■ PROBLEM TO SOLVE ■
Produce an exact copy of the line containing "Target: curved road" and of every line after it in the material below, ending with the final line.

■ DATA FOR THE TASK ■
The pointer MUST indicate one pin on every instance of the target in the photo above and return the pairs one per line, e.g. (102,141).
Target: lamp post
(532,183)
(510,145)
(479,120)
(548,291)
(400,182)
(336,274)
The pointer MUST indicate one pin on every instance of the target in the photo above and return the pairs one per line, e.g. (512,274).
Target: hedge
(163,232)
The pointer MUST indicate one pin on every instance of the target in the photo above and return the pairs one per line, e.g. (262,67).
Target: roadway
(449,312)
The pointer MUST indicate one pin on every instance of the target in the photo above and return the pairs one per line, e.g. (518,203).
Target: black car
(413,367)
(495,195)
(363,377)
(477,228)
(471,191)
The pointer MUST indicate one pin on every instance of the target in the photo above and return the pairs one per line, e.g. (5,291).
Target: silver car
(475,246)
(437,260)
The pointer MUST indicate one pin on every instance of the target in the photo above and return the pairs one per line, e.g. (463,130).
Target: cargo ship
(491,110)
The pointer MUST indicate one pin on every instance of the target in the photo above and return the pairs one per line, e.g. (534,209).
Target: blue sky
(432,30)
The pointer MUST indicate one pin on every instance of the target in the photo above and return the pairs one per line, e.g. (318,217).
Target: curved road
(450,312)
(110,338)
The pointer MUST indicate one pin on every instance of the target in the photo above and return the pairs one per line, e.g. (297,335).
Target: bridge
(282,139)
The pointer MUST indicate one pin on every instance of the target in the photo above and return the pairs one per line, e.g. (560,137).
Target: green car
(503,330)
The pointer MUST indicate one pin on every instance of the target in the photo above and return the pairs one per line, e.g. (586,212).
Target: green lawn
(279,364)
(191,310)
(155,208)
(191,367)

■ YOUR RESPONSE ■
Target: curved road
(450,312)
(110,338)
The pointer MUST indicate one pin on every instance of the target in the photo above and return the pairs one per line, e.g. (297,335).
Target: bridge
(282,139)
The pointer MUST indicate one pin on every instance of the target in the photo above and return the pairs one per line, e.g. (560,137).
Target: green car
(503,330)
The pointer MUST indicate one pin on every instance of the target in the photo above and return the pairs one per line, e.g. (586,212).
Target: green lawn
(279,364)
(191,310)
(155,208)
(191,367)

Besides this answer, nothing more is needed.